─── Material to process ───
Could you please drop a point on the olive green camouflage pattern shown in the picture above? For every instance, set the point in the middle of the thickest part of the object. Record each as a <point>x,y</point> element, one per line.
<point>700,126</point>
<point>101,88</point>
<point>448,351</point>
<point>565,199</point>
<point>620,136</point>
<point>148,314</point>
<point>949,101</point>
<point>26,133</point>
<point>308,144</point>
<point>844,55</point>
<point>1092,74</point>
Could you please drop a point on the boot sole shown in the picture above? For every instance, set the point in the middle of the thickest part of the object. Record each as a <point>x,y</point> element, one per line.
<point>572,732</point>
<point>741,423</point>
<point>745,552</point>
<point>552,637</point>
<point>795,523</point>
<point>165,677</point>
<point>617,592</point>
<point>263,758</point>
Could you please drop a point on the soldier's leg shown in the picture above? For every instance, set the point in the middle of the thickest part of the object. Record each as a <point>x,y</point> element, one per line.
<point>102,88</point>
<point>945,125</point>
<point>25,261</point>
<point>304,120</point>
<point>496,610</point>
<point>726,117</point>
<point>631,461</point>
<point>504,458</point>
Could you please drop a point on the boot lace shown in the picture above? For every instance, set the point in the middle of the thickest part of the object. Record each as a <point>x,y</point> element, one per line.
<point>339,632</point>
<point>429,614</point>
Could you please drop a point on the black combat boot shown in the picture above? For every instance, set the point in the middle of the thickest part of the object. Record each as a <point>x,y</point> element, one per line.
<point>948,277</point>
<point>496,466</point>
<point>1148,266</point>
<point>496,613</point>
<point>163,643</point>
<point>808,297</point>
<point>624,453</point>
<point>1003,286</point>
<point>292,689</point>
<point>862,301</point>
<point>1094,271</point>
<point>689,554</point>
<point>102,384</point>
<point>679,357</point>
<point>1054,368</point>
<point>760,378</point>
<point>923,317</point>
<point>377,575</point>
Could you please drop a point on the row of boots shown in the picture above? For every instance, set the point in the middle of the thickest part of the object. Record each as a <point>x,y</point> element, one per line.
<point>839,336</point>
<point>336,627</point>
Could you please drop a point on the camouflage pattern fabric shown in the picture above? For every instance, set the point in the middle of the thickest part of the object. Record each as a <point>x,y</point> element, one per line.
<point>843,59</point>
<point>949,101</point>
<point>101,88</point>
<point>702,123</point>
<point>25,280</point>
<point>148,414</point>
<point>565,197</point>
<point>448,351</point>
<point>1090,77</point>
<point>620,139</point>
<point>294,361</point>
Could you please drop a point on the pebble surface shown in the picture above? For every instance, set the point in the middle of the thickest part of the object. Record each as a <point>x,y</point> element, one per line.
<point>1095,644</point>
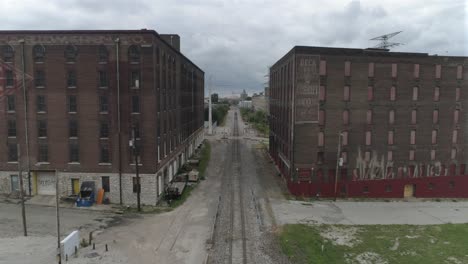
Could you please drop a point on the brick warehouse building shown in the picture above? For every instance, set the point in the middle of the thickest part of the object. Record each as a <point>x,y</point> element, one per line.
<point>85,91</point>
<point>396,117</point>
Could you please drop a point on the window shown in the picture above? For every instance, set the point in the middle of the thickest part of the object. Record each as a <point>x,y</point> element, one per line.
<point>371,70</point>
<point>12,152</point>
<point>11,128</point>
<point>42,128</point>
<point>72,104</point>
<point>414,116</point>
<point>459,72</point>
<point>73,128</point>
<point>11,103</point>
<point>435,116</point>
<point>7,53</point>
<point>393,93</point>
<point>103,81</point>
<point>346,93</point>
<point>39,79</point>
<point>134,54</point>
<point>345,117</point>
<point>41,106</point>
<point>71,79</point>
<point>369,116</point>
<point>438,71</point>
<point>135,104</point>
<point>434,137</point>
<point>103,104</point>
<point>74,152</point>
<point>413,137</point>
<point>105,183</point>
<point>10,81</point>
<point>70,53</point>
<point>391,117</point>
<point>415,93</point>
<point>368,138</point>
<point>436,94</point>
<point>347,68</point>
<point>322,93</point>
<point>103,55</point>
<point>135,79</point>
<point>323,68</point>
<point>394,70</point>
<point>39,53</point>
<point>320,139</point>
<point>390,137</point>
<point>416,71</point>
<point>104,129</point>
<point>454,136</point>
<point>104,156</point>
<point>370,93</point>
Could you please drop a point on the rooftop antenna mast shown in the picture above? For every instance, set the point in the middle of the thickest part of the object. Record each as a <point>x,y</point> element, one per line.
───
Exercise brief >> The result should be the full material above, word for word, with its pictures omitted.

Answer to the exercise >>
Could you please drop a point on the olive green camouflage pattern shown in the picture above? For every instance, set the point in the middle of the thickest part of the object. Record each as a <point>x,y</point> element, one per line.
<point>700,126</point>
<point>101,88</point>
<point>448,351</point>
<point>565,199</point>
<point>620,136</point>
<point>148,314</point>
<point>949,101</point>
<point>26,133</point>
<point>308,144</point>
<point>844,55</point>
<point>1092,74</point>
Could you please drop a point on the boot sole shown in the picture above? For every instance, set the point in the middle of the thickest part of the object. Record each as a <point>x,y</point> element, one per line.
<point>572,732</point>
<point>741,423</point>
<point>745,552</point>
<point>552,637</point>
<point>795,523</point>
<point>165,677</point>
<point>617,592</point>
<point>263,758</point>
Could you please drop a point on the soldier's leg shown in the picture above? For every instance, set the point in the middle of the thickest part of the object. Record each as a <point>x,y</point> element, one per line.
<point>102,88</point>
<point>945,125</point>
<point>25,261</point>
<point>304,120</point>
<point>496,610</point>
<point>726,117</point>
<point>631,461</point>
<point>504,458</point>
Could you please drop a point on the boot lace shown in the picture above? For every instance, set the point in the middle of the thickest part of the object. Record each as a <point>x,y</point> element, one per line.
<point>339,632</point>
<point>429,614</point>
Could you please drop a point on the black combat boot shown in the picture above? For every instance, set the point in the middle of the thickest part of the object. Record each as a <point>x,y</point> element, one per line.
<point>948,277</point>
<point>496,466</point>
<point>1148,266</point>
<point>496,613</point>
<point>163,643</point>
<point>808,297</point>
<point>624,453</point>
<point>1003,286</point>
<point>292,689</point>
<point>862,301</point>
<point>1094,271</point>
<point>689,554</point>
<point>102,384</point>
<point>679,357</point>
<point>1054,368</point>
<point>760,378</point>
<point>923,317</point>
<point>377,575</point>
Could you please drop a point on the row of boots shown in the picture above? For every instance, set the point in the middle of the thickest part of the object. Record each as a <point>x,y</point> element, one per line.
<point>839,336</point>
<point>336,627</point>
Could you please drop a point on the camouflage pattern fabric shown in the picture above? For every instance, set the point in the middle of the thickest part of the object. Record each as a <point>x,y</point> element, one per line.
<point>843,59</point>
<point>949,101</point>
<point>101,88</point>
<point>702,123</point>
<point>25,280</point>
<point>148,414</point>
<point>565,197</point>
<point>448,351</point>
<point>1090,77</point>
<point>620,139</point>
<point>294,361</point>
Could you please drop a point on the pebble surface shown in the picture above? For every instance, set the point in the middle of the thickest part of the object. Record each as a <point>x,y</point> element, one per line.
<point>1095,644</point>
Could you please drop a point on the brick warehouse building shown in the picture above? For every instance, set the point in the middle of the thickest part of the object. Record each as a <point>x,y</point> element, one per line.
<point>85,91</point>
<point>396,117</point>
Could you please drop a point on the window shown in the picture above? For every instance, set the point in the middle of the thickest part of the object. Record each as a <point>x,y</point> element, one per line.
<point>371,70</point>
<point>12,152</point>
<point>11,128</point>
<point>42,128</point>
<point>72,104</point>
<point>414,116</point>
<point>459,72</point>
<point>73,128</point>
<point>11,103</point>
<point>435,116</point>
<point>7,53</point>
<point>393,93</point>
<point>103,81</point>
<point>346,93</point>
<point>39,79</point>
<point>134,54</point>
<point>345,117</point>
<point>41,106</point>
<point>71,79</point>
<point>369,116</point>
<point>438,71</point>
<point>135,104</point>
<point>434,137</point>
<point>103,104</point>
<point>74,152</point>
<point>413,137</point>
<point>105,183</point>
<point>10,81</point>
<point>70,53</point>
<point>391,117</point>
<point>415,93</point>
<point>368,138</point>
<point>436,94</point>
<point>347,68</point>
<point>322,93</point>
<point>103,55</point>
<point>135,79</point>
<point>323,68</point>
<point>394,70</point>
<point>39,53</point>
<point>320,139</point>
<point>390,137</point>
<point>416,71</point>
<point>104,129</point>
<point>454,136</point>
<point>104,156</point>
<point>370,93</point>
Could you please drop a point on the rooftop antenna mast shown in the picture above? For every instance, set the point in the middle of the thickest part of the object. Record each as a <point>x,y</point> element, one per line.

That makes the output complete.